## Document text
In the Third Delegate District, incumbent Del. Erikka Storch, (see feature story in PEOPLE), garnered the most votes (7,334 – 38 percent), but she will be joined by Democratic newcomer Shawn Fluhary, (see feature story in PEOPLE), during the 82nd Legislative in Charleston. It marked the third time Fluharty ran for the Third District seat, and this time he collected 30 more votes (4,225) than fellow Democrat Holli Smith (4,195) to clinch the post. Republican Dolph Santorine garnered 3,672 votes.

“I am just thankful for a lot of different things, but mostly for the people who have stuck by me since the first time I ran for this office,” said the 30-year-old Fluharty. “I am also thankful to all of the people who let me speak with them when I was going to door-to-door the past few months.

“I am looking forward to representing every one of all parties, and I am looking forward to working with Del. Storch,” he said. “I believe that with the two of us representing the Third District the citizens will get the representation they deserve.”
Storch, who claimed her third straight term in the House of Delegates, said she is thankful she has gained the trust of the district’s voters. “I am honored. That really sums up my feelings. I’m very honored.

“I can’t express how much I appreciate that the majority of voters in the Third District have faith in me to go to Charleston and represent them the way they need and should be represented,” she continued. “All I can say to the voters is, ‘Thank you.’”

## Input data
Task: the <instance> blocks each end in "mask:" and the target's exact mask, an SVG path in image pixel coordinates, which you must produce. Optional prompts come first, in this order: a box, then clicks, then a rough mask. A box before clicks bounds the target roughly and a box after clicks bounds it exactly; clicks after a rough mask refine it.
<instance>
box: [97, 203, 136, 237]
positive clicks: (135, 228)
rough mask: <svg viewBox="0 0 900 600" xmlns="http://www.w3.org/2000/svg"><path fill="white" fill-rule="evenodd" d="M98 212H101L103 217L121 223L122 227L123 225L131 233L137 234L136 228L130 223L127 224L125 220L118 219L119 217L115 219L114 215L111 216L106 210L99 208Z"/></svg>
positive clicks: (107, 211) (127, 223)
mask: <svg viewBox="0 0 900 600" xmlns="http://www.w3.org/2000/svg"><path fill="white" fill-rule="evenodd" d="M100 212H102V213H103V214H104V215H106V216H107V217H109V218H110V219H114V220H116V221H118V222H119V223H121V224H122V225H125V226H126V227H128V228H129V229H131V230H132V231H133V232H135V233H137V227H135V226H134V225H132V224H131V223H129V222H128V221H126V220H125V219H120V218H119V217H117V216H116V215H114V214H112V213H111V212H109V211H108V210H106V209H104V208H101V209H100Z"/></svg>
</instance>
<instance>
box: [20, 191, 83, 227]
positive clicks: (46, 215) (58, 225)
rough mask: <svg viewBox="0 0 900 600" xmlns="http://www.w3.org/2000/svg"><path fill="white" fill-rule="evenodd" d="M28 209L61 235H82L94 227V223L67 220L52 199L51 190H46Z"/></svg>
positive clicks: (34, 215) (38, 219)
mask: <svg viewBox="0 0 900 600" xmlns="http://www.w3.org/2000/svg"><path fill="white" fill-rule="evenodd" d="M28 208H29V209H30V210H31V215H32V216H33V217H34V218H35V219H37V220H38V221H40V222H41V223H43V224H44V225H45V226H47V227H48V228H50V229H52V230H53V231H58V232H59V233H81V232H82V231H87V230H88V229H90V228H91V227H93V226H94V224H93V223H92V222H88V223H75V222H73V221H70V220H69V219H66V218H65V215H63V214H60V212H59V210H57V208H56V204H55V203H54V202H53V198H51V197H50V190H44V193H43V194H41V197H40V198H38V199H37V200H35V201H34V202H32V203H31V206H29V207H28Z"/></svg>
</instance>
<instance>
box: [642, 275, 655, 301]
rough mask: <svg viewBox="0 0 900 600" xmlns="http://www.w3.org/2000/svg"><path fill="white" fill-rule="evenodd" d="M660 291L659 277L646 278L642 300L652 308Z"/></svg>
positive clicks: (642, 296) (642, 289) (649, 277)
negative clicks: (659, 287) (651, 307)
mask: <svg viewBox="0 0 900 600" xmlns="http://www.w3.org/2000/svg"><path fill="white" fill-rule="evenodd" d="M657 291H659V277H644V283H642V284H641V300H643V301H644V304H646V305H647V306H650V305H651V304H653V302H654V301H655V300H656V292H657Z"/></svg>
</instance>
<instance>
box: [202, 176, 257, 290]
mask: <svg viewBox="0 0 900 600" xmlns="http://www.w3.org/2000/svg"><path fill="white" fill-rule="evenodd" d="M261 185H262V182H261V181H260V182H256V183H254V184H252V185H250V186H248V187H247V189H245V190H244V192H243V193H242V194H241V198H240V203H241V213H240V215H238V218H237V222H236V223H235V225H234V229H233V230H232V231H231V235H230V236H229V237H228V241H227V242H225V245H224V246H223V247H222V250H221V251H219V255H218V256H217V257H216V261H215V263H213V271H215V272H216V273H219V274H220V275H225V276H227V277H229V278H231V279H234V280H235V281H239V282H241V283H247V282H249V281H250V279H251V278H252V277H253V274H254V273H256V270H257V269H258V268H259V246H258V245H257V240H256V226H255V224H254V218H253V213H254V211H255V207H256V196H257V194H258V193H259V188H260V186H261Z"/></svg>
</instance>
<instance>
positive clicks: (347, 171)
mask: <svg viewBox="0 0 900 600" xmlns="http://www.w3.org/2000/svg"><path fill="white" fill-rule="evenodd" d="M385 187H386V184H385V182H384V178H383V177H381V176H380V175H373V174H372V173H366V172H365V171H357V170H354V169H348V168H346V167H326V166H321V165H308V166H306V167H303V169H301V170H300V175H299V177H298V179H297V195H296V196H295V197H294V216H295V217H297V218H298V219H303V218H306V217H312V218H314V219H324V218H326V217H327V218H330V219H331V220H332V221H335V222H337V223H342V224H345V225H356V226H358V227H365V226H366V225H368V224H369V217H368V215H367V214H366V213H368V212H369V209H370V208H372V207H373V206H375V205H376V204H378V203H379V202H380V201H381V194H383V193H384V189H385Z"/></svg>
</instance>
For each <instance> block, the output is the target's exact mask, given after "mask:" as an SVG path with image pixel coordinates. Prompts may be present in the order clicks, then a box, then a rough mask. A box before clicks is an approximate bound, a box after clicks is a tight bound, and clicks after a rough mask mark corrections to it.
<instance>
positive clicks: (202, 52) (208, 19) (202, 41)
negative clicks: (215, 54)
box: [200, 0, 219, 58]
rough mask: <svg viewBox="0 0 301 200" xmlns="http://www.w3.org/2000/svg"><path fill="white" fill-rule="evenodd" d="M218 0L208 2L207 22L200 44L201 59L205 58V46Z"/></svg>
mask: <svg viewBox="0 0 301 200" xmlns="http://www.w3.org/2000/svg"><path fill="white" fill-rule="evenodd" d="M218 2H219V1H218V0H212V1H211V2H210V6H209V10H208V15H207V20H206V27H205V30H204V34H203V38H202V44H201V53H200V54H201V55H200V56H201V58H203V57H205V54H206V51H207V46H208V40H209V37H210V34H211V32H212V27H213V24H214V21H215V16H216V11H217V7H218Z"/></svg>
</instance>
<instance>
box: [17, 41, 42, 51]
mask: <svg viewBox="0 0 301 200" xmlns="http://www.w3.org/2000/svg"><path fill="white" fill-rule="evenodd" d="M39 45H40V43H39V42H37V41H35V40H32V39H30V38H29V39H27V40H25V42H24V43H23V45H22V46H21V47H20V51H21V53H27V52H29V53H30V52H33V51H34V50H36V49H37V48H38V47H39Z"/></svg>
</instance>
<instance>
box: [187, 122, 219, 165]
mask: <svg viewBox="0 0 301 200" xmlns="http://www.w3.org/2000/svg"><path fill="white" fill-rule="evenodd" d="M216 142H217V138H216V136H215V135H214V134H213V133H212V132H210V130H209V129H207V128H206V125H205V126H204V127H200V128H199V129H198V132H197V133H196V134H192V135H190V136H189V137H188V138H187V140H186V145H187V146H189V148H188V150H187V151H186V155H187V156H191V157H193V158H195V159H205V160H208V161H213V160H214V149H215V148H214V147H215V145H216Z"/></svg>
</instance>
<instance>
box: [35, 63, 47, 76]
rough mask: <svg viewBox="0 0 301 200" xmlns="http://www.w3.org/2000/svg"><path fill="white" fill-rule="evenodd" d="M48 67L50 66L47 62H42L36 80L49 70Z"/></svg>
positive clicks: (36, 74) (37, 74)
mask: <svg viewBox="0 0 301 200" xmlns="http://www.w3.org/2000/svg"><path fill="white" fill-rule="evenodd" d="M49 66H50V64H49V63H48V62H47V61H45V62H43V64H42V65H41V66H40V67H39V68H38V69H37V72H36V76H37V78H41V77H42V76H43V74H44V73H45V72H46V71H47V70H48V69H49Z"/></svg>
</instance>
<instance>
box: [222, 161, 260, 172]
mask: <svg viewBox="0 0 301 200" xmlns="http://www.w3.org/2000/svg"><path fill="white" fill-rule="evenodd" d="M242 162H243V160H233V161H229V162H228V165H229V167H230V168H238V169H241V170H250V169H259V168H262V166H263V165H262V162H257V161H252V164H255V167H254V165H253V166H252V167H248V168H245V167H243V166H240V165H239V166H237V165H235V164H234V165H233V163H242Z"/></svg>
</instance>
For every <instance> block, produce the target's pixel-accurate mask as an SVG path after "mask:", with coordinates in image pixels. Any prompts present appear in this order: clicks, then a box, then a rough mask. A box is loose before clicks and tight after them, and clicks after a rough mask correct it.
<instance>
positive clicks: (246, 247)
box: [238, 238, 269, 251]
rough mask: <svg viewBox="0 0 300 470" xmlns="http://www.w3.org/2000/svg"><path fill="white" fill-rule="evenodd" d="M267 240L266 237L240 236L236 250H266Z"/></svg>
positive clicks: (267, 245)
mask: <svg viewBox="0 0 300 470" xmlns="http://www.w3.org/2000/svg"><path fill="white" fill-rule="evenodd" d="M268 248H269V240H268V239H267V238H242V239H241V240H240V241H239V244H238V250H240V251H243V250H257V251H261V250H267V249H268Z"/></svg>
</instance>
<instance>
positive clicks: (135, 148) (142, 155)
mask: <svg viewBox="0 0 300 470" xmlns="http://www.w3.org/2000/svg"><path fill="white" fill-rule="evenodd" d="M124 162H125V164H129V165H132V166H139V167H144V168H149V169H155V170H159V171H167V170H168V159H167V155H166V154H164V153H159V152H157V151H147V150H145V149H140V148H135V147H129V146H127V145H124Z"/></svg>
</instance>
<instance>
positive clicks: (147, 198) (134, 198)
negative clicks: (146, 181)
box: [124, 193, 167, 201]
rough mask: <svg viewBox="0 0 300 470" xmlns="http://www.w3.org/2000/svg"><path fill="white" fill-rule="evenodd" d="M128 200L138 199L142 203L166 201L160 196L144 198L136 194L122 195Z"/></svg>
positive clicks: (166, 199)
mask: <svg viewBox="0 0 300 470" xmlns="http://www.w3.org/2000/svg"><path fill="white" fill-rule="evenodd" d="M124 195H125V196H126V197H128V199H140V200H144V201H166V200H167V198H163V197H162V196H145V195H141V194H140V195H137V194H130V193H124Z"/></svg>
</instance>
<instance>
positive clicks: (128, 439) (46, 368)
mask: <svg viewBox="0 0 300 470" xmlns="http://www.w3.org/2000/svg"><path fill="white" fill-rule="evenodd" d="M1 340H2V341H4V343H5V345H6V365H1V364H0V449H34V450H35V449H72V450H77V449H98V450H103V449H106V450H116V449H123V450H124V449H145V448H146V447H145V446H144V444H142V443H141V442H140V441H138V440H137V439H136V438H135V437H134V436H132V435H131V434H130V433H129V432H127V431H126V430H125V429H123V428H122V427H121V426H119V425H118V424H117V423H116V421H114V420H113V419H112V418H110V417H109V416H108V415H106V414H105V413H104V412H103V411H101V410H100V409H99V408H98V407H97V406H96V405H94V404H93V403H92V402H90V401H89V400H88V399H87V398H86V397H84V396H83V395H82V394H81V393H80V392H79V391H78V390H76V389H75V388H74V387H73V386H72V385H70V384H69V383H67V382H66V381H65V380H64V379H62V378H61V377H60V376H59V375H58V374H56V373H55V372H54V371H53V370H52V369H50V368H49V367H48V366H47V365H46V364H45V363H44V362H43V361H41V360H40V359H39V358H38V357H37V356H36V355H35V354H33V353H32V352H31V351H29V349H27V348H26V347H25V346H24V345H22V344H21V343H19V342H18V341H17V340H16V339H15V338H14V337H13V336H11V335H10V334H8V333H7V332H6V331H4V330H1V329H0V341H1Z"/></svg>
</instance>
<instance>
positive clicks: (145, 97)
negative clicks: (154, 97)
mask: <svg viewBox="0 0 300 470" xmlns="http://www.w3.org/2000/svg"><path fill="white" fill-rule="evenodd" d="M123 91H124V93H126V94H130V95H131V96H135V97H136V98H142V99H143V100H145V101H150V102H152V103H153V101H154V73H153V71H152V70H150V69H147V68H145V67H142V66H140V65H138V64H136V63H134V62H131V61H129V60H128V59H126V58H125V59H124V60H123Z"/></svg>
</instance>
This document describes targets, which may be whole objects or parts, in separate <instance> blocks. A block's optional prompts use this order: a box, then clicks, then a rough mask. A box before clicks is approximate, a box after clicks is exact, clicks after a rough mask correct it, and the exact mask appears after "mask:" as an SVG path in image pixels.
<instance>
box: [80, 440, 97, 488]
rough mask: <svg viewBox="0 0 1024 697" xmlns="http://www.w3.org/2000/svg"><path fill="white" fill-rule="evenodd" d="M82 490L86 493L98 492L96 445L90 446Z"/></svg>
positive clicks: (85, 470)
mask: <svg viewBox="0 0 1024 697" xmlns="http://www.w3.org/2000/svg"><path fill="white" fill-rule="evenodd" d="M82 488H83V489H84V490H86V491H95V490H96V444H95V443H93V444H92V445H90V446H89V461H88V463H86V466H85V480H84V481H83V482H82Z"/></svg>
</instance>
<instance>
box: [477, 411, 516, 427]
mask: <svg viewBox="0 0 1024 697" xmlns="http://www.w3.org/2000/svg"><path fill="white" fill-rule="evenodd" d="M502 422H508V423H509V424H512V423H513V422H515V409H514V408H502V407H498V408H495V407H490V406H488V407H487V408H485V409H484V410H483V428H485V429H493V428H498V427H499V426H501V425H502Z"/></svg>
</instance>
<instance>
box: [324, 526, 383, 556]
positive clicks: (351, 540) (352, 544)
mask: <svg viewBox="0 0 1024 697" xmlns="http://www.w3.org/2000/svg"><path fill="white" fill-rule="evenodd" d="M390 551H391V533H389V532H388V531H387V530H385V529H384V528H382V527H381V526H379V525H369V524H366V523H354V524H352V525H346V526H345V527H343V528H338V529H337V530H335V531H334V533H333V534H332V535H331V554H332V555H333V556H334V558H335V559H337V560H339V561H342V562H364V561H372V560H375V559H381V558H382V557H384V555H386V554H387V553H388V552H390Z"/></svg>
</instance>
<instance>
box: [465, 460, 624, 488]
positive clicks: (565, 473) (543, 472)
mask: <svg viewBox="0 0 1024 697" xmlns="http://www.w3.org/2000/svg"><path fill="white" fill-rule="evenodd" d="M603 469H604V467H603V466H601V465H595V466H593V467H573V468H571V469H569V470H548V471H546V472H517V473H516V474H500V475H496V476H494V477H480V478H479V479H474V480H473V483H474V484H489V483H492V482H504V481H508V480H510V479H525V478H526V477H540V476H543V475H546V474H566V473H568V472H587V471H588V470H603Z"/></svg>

## Exercise set
[1] In the article on the Third Delegate District race, how did the Democratic newcomer secure a seat alongside Storch? Answer in one to three sentences.
[2] In the article on the Third Delegate District race, how many votes did Republican Dolph Santorine receive?
[3] Write the next part of the article on the Third Delegate District race, starting after its last sentence.

## Responses for each task
[1] He collected 4,225 votes, which was 30 more than fellow Democrat Holli Smith's 4,195. That margin clinched him the second seat, while Storch took the most votes overall.

[2] 3,672 votes.

[3]
Storch said she is excited to work with Fluharty and hopes he will join her for bi-partisan town halls in the future.

“From my experiences, people really enjoyed when a Democrat and a Republican stood in front of them and discussed the same issues with the same one goal in mind,” she said. “I’m excited to work with Shawn. He works hard, he cares about the people here in the Third District, and he has a lot of great ideas.”

In two additional W.Va. House races impacting residents of Ohio County, incumbent Democrat Del. Philip Diserio was defeated Tuesday in the Second House District by Republican challenger Ryan Weld of Wellsburg, and the two incumbents in the Fourth House District were successful in their respective re-election campaigns.

Weld collected 2,823 votes (60 percent) while Diserio attracted 1,917 (40 percent) to become the district’s lone delegate.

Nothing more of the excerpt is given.